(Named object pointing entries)
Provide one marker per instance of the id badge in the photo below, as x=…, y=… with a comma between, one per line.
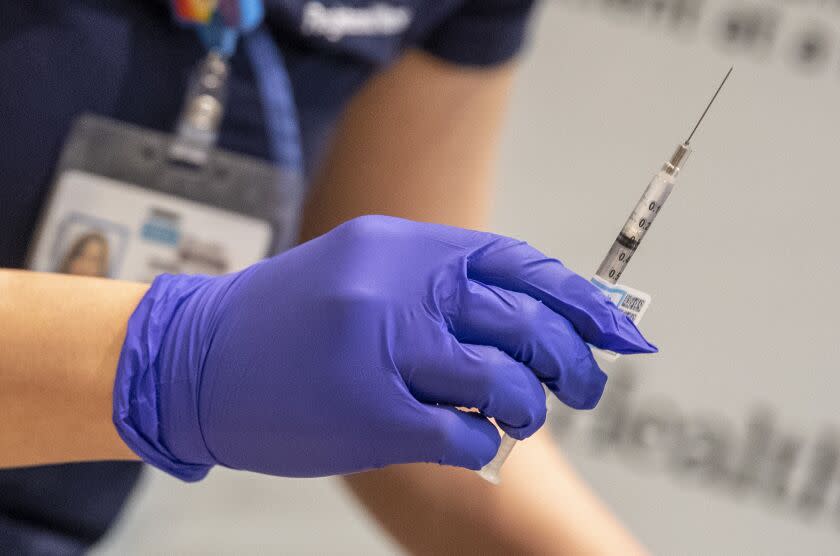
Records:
x=121, y=207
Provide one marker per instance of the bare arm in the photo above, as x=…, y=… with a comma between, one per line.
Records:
x=60, y=339
x=418, y=142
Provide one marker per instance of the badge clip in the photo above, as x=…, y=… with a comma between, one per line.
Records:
x=201, y=116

**WHAT IS EXPECTED:** Copy out all the records above word for word, omitting the pictures.

**ANSWER TO THE TASK:**
Provide one marker per instance of the id badge in the photo below, as x=…, y=… with a comma between, one per line.
Records:
x=121, y=207
Provide one marker per instance of the bare arm in the photo above, as x=…, y=… with a comma between, one per line.
Records:
x=60, y=339
x=418, y=142
Provide one marker per instance of the badge clip in the photo above, as x=…, y=… with a comma between, one per line.
Records:
x=201, y=116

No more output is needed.